Written instruction:
Return the whole listing exactly as it stands.

Recorded information:
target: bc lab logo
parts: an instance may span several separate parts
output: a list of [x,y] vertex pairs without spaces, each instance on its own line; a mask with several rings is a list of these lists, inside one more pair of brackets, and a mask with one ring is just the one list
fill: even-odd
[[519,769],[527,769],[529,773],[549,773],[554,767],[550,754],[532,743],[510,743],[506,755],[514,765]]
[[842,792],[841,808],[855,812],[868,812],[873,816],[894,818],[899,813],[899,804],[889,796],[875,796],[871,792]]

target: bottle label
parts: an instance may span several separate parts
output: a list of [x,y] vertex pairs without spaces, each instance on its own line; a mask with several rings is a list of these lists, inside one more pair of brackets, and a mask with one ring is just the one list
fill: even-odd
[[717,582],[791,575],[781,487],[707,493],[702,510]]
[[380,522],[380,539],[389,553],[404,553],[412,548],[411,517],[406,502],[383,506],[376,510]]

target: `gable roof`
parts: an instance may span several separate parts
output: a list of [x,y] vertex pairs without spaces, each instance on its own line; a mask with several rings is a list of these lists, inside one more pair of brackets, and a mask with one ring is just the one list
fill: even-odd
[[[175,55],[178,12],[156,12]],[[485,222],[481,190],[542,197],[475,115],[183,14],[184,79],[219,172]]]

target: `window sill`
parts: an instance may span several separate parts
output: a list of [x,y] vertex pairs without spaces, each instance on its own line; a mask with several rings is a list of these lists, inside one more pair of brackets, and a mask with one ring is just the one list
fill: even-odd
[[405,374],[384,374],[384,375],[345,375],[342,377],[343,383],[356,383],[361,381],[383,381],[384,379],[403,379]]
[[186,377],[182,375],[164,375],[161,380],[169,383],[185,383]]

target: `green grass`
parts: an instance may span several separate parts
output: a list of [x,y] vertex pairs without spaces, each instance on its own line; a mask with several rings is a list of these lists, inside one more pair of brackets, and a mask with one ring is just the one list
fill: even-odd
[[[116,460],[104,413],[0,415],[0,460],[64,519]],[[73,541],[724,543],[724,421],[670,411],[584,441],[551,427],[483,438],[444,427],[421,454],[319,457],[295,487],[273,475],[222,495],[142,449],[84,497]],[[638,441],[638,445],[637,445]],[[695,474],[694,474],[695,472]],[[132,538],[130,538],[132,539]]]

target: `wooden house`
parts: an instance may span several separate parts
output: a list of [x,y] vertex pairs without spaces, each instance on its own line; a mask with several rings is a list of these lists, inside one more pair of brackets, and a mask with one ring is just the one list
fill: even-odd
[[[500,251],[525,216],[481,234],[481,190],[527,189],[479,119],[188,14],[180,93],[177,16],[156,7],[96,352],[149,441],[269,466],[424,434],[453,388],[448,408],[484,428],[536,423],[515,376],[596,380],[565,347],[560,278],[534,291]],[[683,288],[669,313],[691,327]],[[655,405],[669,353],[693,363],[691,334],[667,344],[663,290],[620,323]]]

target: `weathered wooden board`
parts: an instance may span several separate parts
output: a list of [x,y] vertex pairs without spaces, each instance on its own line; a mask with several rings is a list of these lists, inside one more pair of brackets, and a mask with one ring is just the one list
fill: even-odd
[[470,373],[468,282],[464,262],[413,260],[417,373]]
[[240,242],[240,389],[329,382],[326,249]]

Output of the exercise:
target: bc lab logo
parts: an instance may span several separate parts
output: a list of [x,y] vertex pairs without spaces, each instance on its own line; a mask with several rings is a list of these lists, inside one more pair of brackets, and a mask with one ring is just the one list
fill: even-odd
[[519,769],[527,769],[529,773],[549,773],[554,767],[550,754],[532,743],[510,743],[506,755],[514,765]]
[[842,792],[841,808],[855,812],[868,812],[873,816],[894,818],[899,813],[899,804],[889,796],[875,796],[871,792]]

target: bottle label
parts: an instance may span several separate parts
output: a list of [x,y] vertex pairs without spaces, each instance on its own line; a mask with several rings is a list of these lists, inside one more pair of brackets, and a mask with one ring is just the one list
fill: even-odd
[[717,582],[791,575],[781,487],[707,493],[702,510]]
[[380,522],[380,539],[389,553],[404,553],[412,548],[411,517],[406,502],[383,506],[376,510]]

target: `gable roof`
parts: an instance may span several separate parts
output: a list of [x,y] vertex pairs without spaces, each instance on its own line; a mask with several rings is a list of these lists, inside one more pair of brackets, and a mask with one ring is just the one list
fill: even-odd
[[[175,55],[178,12],[156,12]],[[485,222],[481,190],[542,197],[475,115],[183,14],[184,79],[219,172]]]

target: `window sill`
parts: an instance may span several separate parts
output: a list of [x,y] vertex pairs without spaces, each instance on its own line; a mask with several rings is a list of these lists, inside one more pair of brackets, and a mask with one ring is just the one list
fill: even-odd
[[405,374],[384,374],[384,375],[345,375],[342,377],[343,383],[356,383],[361,381],[383,381],[384,379],[403,379]]
[[186,377],[182,375],[164,375],[161,380],[169,383],[185,383]]

target: `green grass`
parts: an instance may span several separate parts
output: a list of [x,y] vertex pairs without spaces, each instance on its own line; a mask with several rings is a list of these lists, inside one more pair of brackets, and a mask with one ring is just the one list
fill: even-odd
[[[116,460],[104,413],[0,415],[0,460],[64,519]],[[73,541],[724,543],[724,421],[670,411],[584,441],[551,427],[483,438],[444,427],[421,454],[319,457],[295,487],[273,475],[222,495],[142,449],[84,497]],[[638,441],[638,445],[637,445]],[[695,474],[694,474],[695,472]],[[132,538],[130,538],[132,539]]]

target: `wooden house`
parts: an instance may span several separate parts
output: a list of [x,y] vertex pairs without spaces, each instance on its own line; a mask with several rings is a list of these lists, inside one more pair of brackets, and a mask with one ring is just the one list
fill: even-odd
[[[500,251],[525,216],[481,234],[481,190],[527,189],[479,119],[188,14],[180,93],[177,16],[156,7],[96,352],[149,441],[269,466],[424,434],[453,388],[448,408],[484,428],[536,423],[515,376],[596,380],[565,347],[560,278],[534,291]],[[683,288],[669,313],[691,327]],[[655,405],[669,353],[693,363],[691,334],[667,344],[663,290],[620,323]]]

target: `weathered wooden board`
parts: an instance may span several separate parts
output: a list of [x,y] vertex pairs without spaces, each instance on its own line; a mask with several rings is a list of these lists, inside one more pair of brackets, and a mask with one ring is just the one list
fill: even-odd
[[470,373],[468,282],[464,262],[413,260],[417,373]]
[[240,242],[240,389],[329,382],[326,249]]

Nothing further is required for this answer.